> Document section
Segment Open

At the beginning, each color produced was given its own name. Chocolate cats were Havanas, whites were Foreign Whites, tabby cats were Oriental Spotted Tabbies, and so on. When it became apparent that there were too many colors, and that those colors didn't always breed true (with some exceptions), they were lumped into two distinct groups. Longhaired cats became the Oriental Longhair and shorthaired cats became the Oriental Shorthair.
The Appearance of the Oriental Cats
Except for coat length, the longhaired and shorthaired versions are completely identical. They are both slender, graceful, and elegant. They're not heavily built, but they are long and tall. The bone structure is fine and delicate, giving the cat a sleek appearance.
Oriental cats should be neither fat nor bony, but rather muscular and firm. The neck should be long and solid and the head should have a very straight profile when viewed from the side. The front view of the head should be triangular.
Ears should be large and wide, eyes are set at an angle and are almond-shaped. Eyes can be of any color, but green is preferred by breeders and gains more points in competitions.
These cats should be brushed once a week. The shorthaired variety could benefit from a buffing with a chamois cloth.
The Personality of the Oriental Cats
Some cats are quiet, reserved, and anti-social. Some are too social for their own good. The Oriental cats are definitely the latter. They are social, intelligent, and active. Because of their highly social nature, they don't really do well on their own. If you're away from home for hours a day, consider getting two cats so they can keep each other company.
Most Oriental cats bond closely to one person in the family and will ignore the rest of the household. They are true lap cats and are likely to fall asleep purring if you stay put long enough.

Segment Closed

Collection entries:
Segment Open

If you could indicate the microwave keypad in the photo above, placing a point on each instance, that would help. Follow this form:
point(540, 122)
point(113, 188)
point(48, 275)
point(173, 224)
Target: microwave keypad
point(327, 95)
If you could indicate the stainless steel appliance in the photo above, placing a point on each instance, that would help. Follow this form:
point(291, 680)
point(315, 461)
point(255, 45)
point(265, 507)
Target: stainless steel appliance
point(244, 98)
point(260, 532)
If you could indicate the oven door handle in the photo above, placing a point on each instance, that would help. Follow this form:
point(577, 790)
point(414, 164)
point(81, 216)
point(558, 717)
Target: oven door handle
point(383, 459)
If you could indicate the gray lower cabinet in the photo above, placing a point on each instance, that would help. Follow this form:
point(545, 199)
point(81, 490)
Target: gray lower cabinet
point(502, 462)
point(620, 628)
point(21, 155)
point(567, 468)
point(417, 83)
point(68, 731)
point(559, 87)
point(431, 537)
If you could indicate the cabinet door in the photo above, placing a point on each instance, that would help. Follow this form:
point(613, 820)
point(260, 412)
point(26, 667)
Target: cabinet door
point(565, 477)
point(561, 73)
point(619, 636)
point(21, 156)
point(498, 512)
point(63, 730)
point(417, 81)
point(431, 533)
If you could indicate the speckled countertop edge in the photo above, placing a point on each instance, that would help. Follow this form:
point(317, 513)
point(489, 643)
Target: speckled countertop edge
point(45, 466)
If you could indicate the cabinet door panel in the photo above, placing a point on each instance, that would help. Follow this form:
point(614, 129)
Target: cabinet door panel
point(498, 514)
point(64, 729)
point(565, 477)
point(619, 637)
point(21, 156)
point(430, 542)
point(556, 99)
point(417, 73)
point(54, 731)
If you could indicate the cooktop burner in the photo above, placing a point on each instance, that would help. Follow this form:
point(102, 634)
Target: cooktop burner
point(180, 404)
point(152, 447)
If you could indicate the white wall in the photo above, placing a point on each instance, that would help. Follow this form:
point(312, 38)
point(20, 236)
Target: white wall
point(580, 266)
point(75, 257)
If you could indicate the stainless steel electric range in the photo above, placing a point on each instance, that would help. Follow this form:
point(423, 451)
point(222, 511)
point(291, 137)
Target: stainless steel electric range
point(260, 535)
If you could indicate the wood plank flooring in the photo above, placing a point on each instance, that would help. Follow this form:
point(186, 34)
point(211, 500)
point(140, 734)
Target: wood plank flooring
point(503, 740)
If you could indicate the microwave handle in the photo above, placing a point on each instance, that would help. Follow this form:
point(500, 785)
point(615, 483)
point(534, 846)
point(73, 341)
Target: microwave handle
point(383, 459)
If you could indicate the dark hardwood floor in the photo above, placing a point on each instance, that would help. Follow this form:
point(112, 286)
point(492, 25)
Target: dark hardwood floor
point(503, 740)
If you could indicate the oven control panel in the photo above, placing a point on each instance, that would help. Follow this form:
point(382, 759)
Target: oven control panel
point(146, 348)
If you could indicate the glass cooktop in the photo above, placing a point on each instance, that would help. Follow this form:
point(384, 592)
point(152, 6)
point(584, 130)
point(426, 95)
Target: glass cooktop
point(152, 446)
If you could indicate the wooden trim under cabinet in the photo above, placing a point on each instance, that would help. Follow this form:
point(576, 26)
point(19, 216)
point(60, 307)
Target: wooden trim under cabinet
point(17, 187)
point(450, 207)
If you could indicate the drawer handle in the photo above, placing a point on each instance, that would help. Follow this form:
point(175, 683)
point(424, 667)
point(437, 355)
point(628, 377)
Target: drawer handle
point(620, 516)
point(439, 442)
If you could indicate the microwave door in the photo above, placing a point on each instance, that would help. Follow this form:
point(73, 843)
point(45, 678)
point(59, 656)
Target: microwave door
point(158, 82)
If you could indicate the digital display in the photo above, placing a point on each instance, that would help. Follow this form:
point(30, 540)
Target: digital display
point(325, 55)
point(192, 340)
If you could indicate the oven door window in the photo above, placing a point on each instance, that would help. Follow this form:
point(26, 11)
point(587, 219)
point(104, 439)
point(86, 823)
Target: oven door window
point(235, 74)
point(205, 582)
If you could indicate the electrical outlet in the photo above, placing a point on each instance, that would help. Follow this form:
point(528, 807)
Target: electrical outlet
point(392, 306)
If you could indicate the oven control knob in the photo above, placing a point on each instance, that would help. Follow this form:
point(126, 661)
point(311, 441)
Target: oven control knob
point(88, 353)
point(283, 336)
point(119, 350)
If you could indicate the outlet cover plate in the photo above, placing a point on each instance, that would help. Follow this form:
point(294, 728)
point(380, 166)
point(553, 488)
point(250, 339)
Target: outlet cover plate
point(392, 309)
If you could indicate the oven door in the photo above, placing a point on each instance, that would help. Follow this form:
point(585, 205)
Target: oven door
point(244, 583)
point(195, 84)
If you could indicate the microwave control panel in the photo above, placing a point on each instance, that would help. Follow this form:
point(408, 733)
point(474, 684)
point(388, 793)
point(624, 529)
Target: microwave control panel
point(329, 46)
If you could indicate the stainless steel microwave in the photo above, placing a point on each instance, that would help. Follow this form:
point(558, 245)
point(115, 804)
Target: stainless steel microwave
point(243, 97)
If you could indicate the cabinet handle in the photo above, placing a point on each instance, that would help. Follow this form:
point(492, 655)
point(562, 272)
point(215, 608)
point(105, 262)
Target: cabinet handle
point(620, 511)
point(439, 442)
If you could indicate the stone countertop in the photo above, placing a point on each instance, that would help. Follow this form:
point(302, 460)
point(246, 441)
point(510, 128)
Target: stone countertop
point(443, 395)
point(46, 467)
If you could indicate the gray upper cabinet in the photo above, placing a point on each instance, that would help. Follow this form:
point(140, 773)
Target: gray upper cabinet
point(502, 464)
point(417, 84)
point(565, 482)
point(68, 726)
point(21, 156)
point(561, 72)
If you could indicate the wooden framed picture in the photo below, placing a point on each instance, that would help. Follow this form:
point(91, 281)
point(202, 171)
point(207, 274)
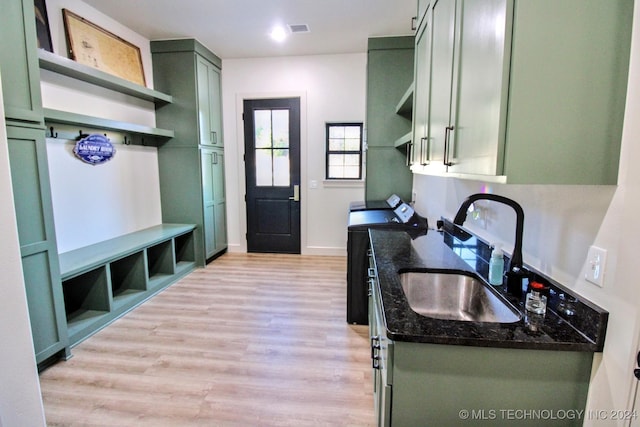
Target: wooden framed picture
point(42, 25)
point(96, 47)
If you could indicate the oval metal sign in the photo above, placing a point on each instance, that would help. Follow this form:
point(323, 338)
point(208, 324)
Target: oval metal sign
point(94, 149)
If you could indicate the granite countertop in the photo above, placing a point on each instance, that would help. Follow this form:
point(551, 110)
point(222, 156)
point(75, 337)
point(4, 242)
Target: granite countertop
point(394, 251)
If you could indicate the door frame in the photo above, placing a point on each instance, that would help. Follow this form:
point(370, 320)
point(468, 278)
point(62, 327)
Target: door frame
point(242, 185)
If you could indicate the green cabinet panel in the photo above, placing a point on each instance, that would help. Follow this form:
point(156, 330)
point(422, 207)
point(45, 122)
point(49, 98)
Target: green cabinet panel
point(48, 327)
point(214, 202)
point(191, 73)
point(389, 74)
point(32, 194)
point(209, 103)
point(387, 174)
point(19, 62)
point(26, 148)
point(524, 91)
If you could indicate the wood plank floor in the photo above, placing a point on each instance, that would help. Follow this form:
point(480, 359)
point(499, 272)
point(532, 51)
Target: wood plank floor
point(250, 340)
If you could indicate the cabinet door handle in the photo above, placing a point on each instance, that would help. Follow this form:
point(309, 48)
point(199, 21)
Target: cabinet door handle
point(447, 149)
point(424, 146)
point(375, 362)
point(375, 346)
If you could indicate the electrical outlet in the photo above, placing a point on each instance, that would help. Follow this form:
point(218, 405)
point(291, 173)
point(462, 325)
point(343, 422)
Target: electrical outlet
point(596, 263)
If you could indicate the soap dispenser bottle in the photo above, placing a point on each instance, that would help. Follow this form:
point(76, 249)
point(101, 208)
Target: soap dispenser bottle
point(496, 266)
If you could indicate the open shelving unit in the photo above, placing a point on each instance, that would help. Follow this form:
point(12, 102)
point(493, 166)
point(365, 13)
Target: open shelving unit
point(67, 67)
point(404, 108)
point(103, 281)
point(136, 134)
point(143, 135)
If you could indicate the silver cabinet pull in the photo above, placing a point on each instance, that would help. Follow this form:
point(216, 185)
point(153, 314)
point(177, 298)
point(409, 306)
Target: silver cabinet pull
point(447, 149)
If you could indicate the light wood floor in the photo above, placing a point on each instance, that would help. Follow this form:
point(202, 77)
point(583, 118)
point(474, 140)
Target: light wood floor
point(251, 340)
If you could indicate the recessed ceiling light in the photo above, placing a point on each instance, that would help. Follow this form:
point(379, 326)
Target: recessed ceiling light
point(298, 28)
point(278, 33)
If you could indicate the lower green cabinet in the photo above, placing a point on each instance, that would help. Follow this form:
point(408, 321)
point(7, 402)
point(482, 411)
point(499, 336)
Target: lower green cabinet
point(214, 202)
point(32, 198)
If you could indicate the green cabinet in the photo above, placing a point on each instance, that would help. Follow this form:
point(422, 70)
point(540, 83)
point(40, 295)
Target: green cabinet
point(214, 202)
point(515, 93)
point(422, 90)
point(32, 198)
point(30, 179)
point(389, 74)
point(192, 163)
point(209, 103)
point(19, 62)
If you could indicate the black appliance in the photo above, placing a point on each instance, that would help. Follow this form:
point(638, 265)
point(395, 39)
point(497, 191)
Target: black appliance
point(403, 218)
point(391, 203)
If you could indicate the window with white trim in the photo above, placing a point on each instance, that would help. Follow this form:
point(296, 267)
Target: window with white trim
point(344, 151)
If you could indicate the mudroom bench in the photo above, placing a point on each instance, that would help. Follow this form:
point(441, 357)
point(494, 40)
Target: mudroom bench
point(103, 281)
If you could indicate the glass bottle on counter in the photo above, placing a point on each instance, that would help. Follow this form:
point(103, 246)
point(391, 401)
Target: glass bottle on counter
point(536, 301)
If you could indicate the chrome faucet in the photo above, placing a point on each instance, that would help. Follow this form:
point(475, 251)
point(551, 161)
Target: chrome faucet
point(515, 273)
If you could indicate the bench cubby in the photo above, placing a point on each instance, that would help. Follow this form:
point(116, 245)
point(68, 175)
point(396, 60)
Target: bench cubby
point(161, 263)
point(128, 278)
point(103, 281)
point(86, 299)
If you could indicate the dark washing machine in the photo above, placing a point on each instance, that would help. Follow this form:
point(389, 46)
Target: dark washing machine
point(403, 219)
point(391, 203)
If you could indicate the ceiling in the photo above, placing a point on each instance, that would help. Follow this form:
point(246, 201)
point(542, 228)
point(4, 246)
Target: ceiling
point(240, 28)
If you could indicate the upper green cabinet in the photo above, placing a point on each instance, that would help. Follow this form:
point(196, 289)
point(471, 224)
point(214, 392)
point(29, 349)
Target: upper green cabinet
point(209, 104)
point(522, 91)
point(19, 62)
point(191, 74)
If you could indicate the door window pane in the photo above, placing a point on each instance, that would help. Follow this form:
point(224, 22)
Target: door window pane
point(272, 148)
point(262, 123)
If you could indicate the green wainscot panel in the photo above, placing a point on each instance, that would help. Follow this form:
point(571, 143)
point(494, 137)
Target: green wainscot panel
point(19, 62)
point(24, 151)
point(48, 336)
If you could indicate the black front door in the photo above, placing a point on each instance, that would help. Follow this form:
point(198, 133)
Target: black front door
point(272, 165)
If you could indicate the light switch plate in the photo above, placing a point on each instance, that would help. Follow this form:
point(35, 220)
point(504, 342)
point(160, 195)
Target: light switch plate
point(596, 263)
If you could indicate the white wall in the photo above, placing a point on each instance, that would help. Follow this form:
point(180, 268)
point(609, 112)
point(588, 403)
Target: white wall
point(561, 222)
point(95, 203)
point(332, 88)
point(20, 401)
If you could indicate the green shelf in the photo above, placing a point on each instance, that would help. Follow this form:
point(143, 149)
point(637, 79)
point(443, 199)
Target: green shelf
point(83, 121)
point(405, 106)
point(403, 140)
point(67, 67)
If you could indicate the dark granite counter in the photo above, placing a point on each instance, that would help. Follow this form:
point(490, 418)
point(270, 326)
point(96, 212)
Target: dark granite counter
point(395, 251)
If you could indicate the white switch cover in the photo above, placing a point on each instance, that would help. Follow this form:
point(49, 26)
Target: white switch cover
point(596, 263)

Segment Closed

> Work instruction 1
In the text on Oriental cats, which eye color do breeders prefer?
> Work instruction 2
Carry on the text on Oriental cats from its last sentence.
The data is not needed for any of the work here.

> Written reply 1
Green.

> Written reply 2
In addition to loving their people, these cats also chat and interact on a daily basis. They love to play and can turn almost anything into a toy. No piece of paper or paper clip is safe from their budding curiosity. They'll also play with things you'd rather they didn't touch, so put those knickknacks away.
If you're looking for a social cat to keep you company, and you don't mind having a cat play under your feet, then the Oriental Shorthair or Oriental Longhair might be for you.
Monday, August 3, 2015
Some breeds are stuck somewhere between being a hybrid and being a recognized breed. Such is the case with the Ojos Azules. Fist discovered in New Mexico in the 1980s, this odd-looking breed has bright blue eyes which are the product of a genetic mutation.
Most breeds with blue eyes are either white or have point coloration. The Ojos Azules, on the other hand, can be found with any coat color and pattern. So you can have a tabby with blue eyes, a grey cat with blue eyes, or even a rare and striking black cat with blue eyes. The possibilities are practically endless.
Both the shorthaired and the longhaired version of this cute little cat were only accepted by The International Cat Association (TICA) in 1991. Breeding was temporarily suspended when it was thought that the gene that gave the cat its blue eyes might cause skull defects, but it soon became apparent that the gene is harmless. Still, there are few breeders working with them today. Many of the breeders who where working with them prior to the suspension didn't pick it up again after breeding resumed.
The breed standard for the Ojos Azules is still being developed, so what they will be is hard to say. The blue eyes are important, and the cat should be medium in size with a head that is moderately triangular. White is unlikely to be an acceptable color in competition, but all other colors are allowed. The face should be sweet and pretty. Other traits are still being decided upon.
This cat is not easy to find right now. But if you want a cat with bright blue eyes and a sweet disposition, the Ojos Azules might be the cat for you.